#### [短い課題]
下に示すナイトブラの特許明細書を、最後の文の続きから書き進めてください。

#### [表示テキスト]

本明細書において、「下」とは着用者の胸部を基点にした腹部方向を意味する。
本明細書において、「上」とは着用者の胸部を基点にした頭部方向を意味する。
本明細書において、「縦」とは着用者の身体の丈方向を意味する。
本明細書において、「横」とは着用者の身体の幅方向を意味する。
本明細書において、「胸前中央」とは着用者の左右の乳房間の領域を意味する。
本明細書において、「地側」とは、地面の方向を意味する。
本明細書において、「天側」とは、天の方向を意味する。
本明細書において、「胸前中心側」とはカップ部を有する衣類の胸部中央の領域を意味する。
本明細書において、「脇側」とはカップ部を有する衣類の左右の脇方向の領域を意味する。
本明細書において、「ふらし構造」とは生地同士を縫い付けずに浮かしておく仕様方法を意味する。
【背景技術】
【0003】
従来から、睡眠時のバストの崩れは、乳房が下垂する原因の一つであることが知られており、就寝時に着用するブラジャー(以下、ナイトブラと称す。)は、日中の活動時に着用するブラジャーとは異なり、睡眠時のバストの形状を保持する目的で使用される。また、近年では、着け心地の快適さを追求したブラジャーや、自然なバスト形状を演出するブラジャーなどの人気が高まってきており、ナイトブラにおいても育乳やバストアップ機能よりも、快適な着用感でバストの形状を美しく維持するために、下垂防止などといったバストケア機能を求める人が多くなっている。
【0004】
特許文献1には、バストの保持安定性を保ちながら、バストの保形性を保つカップ部を有する衣類を提供することを目的としてなされた発明が開示されている。
【先行技術文献】
【特許文献】
【0005】
【文献】特開2019-90118号公報
【発明の概要】
【発明が解決しようとする課題】
【0006】
ヌード状態のバストは、あらゆる方向に重力がかかり、乳房が上方向や横方向に流れて形が崩れる。さらに、バストの形が崩れたまま長時間放置すると、クーパー靭帯へ大きな負荷がかかり、伸びたり切れたりすることで、乳房の下垂を招く。
【0007】
日中の活動時に着用するブラジャーは、日常生活における、立つ、歩く、走るといった縦の動きに対応するために、ワイヤーや肩ひもを使ってバストを下から上に支える構造となっているものが多い。

保存データ項目
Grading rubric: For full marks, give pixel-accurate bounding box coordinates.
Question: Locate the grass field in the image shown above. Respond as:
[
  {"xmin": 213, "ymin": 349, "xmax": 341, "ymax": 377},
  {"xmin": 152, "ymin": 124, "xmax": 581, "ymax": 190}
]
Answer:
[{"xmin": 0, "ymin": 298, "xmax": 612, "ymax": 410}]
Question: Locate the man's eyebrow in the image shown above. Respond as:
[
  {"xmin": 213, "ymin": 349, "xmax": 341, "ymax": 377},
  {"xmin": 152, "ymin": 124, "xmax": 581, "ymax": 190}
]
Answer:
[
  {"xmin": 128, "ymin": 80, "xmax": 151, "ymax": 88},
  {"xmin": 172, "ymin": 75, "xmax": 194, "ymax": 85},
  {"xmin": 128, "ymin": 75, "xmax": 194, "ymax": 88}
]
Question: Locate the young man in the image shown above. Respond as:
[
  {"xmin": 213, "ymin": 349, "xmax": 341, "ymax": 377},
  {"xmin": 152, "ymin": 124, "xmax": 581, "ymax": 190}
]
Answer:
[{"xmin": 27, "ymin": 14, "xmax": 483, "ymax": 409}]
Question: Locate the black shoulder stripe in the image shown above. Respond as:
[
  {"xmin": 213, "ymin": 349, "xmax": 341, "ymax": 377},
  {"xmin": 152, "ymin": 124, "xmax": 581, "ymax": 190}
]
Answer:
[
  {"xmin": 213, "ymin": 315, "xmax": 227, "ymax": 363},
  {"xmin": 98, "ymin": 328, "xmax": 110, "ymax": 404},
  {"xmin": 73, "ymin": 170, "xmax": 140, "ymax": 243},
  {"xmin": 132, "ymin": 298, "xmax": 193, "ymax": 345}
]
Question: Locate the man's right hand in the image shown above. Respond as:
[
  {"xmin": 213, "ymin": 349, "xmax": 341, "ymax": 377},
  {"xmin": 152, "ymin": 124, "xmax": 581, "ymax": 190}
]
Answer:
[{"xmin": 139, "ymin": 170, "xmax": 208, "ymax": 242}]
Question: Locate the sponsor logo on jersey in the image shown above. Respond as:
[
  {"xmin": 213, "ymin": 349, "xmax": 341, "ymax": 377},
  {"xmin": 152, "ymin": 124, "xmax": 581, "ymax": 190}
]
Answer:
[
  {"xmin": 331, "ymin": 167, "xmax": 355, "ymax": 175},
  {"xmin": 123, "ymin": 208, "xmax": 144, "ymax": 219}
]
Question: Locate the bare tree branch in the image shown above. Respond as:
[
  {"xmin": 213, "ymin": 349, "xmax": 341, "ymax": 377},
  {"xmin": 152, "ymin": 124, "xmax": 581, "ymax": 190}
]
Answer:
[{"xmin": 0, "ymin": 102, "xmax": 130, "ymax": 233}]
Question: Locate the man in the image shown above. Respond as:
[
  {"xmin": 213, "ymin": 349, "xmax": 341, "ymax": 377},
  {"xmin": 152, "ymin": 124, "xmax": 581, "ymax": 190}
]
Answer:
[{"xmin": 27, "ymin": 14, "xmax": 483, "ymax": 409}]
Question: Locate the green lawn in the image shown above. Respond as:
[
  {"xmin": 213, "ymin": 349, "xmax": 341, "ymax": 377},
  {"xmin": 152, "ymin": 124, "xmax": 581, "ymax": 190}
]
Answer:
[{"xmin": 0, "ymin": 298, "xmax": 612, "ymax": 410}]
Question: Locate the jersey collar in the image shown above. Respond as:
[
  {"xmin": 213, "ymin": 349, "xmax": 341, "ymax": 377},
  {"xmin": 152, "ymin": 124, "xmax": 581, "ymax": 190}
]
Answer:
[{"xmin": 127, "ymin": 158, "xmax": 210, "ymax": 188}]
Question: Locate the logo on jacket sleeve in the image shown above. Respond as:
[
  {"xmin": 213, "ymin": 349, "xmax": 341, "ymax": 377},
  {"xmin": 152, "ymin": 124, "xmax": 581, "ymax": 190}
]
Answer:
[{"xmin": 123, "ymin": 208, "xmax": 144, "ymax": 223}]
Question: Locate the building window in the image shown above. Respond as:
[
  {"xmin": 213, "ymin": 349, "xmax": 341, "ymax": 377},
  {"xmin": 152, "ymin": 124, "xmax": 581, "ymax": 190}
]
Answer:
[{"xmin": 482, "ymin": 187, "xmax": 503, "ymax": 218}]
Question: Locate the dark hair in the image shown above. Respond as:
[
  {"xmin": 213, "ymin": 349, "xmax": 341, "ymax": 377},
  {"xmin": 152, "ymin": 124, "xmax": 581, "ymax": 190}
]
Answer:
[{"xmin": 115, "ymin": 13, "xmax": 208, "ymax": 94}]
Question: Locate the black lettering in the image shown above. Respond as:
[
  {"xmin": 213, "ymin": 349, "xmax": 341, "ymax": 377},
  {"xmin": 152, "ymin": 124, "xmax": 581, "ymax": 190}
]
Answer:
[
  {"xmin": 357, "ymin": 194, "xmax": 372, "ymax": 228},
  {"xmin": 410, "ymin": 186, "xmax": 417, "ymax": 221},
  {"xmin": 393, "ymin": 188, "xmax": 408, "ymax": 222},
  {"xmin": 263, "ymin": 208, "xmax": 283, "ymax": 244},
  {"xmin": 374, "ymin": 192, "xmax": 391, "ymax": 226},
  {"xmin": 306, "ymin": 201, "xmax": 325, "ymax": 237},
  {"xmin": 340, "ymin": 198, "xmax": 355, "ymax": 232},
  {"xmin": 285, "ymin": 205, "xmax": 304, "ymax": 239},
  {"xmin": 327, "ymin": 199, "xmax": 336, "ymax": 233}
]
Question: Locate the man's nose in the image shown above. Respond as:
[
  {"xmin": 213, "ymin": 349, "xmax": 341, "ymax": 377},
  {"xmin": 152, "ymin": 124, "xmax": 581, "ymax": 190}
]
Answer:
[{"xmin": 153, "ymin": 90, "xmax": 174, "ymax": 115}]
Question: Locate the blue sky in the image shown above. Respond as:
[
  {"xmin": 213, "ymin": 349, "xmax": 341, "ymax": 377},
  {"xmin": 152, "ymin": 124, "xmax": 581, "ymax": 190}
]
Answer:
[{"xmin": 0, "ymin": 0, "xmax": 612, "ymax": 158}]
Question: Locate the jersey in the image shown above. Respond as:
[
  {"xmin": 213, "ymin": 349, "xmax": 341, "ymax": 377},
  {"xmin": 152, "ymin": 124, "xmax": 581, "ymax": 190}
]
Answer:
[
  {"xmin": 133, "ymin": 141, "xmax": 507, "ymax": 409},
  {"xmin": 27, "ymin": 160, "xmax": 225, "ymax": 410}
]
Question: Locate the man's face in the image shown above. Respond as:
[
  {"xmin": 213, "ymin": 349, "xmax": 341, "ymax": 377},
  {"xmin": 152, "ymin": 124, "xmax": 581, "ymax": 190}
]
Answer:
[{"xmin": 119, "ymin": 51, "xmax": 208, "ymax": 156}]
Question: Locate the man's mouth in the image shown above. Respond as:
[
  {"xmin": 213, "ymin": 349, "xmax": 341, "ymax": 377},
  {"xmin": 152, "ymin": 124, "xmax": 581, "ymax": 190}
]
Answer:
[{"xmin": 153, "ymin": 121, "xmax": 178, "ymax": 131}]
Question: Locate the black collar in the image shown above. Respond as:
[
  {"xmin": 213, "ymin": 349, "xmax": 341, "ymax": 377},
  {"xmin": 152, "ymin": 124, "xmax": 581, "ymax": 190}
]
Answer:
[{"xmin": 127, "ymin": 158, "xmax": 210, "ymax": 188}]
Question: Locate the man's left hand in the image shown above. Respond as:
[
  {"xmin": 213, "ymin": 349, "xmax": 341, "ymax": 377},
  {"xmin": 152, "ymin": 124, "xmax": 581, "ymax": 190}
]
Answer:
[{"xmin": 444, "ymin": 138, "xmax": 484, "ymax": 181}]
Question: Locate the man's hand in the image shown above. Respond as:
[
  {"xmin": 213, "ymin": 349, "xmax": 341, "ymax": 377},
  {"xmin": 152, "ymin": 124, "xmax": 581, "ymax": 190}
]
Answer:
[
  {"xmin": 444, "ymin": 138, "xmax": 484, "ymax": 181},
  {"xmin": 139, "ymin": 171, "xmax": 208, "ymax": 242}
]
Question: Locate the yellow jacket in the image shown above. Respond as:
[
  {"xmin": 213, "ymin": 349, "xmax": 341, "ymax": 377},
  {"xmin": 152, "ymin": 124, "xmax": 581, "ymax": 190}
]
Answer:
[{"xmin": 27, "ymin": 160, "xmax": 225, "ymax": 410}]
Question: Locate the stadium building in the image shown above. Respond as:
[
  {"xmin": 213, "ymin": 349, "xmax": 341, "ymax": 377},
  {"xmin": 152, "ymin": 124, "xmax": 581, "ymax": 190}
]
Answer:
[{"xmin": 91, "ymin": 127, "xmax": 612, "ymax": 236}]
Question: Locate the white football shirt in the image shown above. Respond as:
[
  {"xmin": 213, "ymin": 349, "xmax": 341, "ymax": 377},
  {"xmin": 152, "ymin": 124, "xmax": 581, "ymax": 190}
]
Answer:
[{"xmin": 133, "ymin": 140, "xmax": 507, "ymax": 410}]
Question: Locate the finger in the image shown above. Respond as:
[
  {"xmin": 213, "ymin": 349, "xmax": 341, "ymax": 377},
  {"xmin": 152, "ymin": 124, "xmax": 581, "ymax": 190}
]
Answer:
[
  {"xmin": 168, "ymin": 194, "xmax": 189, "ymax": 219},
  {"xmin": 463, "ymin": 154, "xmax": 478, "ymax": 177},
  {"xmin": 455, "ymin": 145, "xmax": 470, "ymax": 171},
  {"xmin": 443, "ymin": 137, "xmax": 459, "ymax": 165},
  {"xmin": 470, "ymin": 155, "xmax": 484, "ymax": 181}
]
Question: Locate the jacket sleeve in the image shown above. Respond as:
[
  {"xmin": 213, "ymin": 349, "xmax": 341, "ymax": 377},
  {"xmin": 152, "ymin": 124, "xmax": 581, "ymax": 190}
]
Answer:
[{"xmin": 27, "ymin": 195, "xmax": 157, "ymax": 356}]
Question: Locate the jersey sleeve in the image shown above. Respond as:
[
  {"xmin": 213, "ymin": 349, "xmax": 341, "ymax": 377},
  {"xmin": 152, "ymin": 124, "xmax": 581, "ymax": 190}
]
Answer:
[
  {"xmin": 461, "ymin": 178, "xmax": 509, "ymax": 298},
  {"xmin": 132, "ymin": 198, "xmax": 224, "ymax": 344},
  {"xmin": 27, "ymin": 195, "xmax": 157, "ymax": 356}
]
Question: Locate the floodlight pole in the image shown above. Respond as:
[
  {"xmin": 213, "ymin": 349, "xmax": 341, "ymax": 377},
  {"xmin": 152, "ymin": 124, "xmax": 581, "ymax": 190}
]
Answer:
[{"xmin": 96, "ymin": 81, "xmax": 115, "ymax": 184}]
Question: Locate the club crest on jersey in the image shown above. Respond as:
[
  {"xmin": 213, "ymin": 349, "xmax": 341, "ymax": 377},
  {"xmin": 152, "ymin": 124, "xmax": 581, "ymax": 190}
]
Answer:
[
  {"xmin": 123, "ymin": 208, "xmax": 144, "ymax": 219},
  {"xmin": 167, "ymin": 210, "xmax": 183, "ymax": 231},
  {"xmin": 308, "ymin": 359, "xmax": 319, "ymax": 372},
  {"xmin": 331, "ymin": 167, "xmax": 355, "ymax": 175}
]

#### [想定解答]
一方、睡眠時は寝返り等により頻繁に姿勢が変化し、バストが縦方向や横方向など様々な方向に流れることから、体にフィットしていないブラジャーを着用していると、バストが流れて乳房が下垂する原因となる。
日中の活動時に着用するブラジャーにもバストを固定して動きに追随するものがあるが、締め付け感が強く就寝時に着用するブラジャーには不向きである。
【0008】
特許文献1のカップ部を有する衣類は、バストの保持安定性を保ちながら、バストの保形性を保つカップ部を有する衣類の提供を目的としているが、寝返り等で頻繁に姿勢が変化する睡眠時のバストを十分に保持するための機能を備えていない上に、衣類の部材同士の全ての端部が縫合されている訳ではなく、一部がふらし構造となっているため、睡眠時にバストを十分に保持できず、上下方向や横方向の崩れを防止することができないという問題点があった。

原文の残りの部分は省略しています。